---------- Page extract
It’s been a busy week on multiple levels. Last weekend I was up in Liverpool at OggCamp, where the photo to the right was taken after my keynote address – one of the delegates had brought a full picnic basket and we sat eating cake and drinking Pimms on the steps in the centre of the city.
OggCamp was a great event, full of energy, enthusiasm and optimism (which I almost felt sad to be damping with my pessimistic views on the future of our freedoms). An unconference created on-the-spot by the attendees,, it was well worth the trip to Liverpool (despite the Millwall “fans” on the train home). I’d recommend attending next year.
Following OggCamp I went abroad for the start of the week, spending an intense three days with some really great people talking about a very exciting set of plans and ideas we share. I’ll be announcing full details on Monday when I’ll have two pieces of news I find tremendous.
--------------------
---------- Collected data
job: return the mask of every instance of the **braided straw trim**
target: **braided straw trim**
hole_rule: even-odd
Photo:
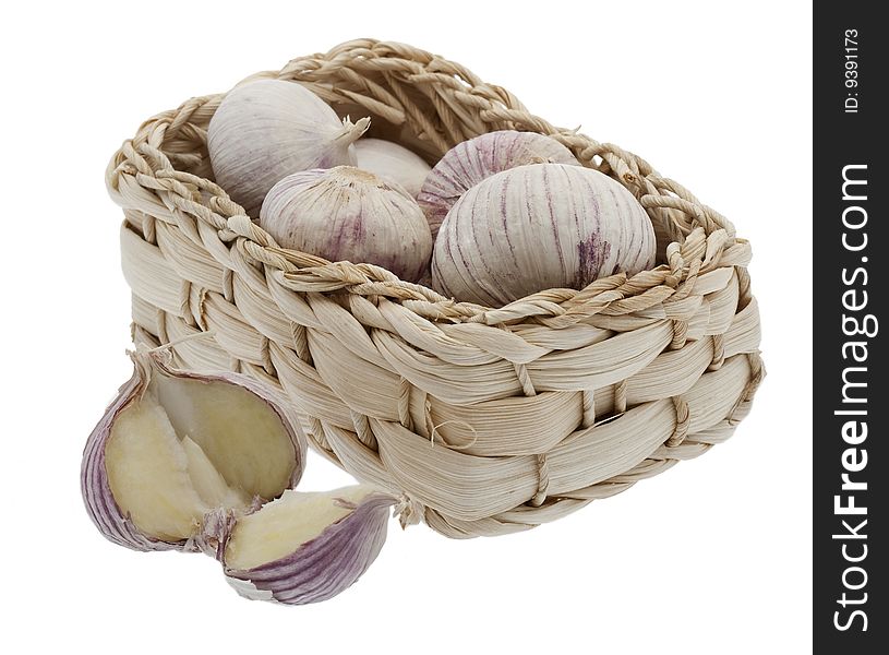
--------------------
◆ **Work to do**
1 - Please list the qualities the OggCamp post says the event was full of.
2 - Using the OggCamp post, explain why the writer almost felt sad at the event.

◆ **List of solutions**
1 -
- Energy
- Enthusiasm
- Optimism

2 - The event was full of energy, enthusiasm and optimism. The writer was damping that mood with pessimistic views on the future of our freedoms.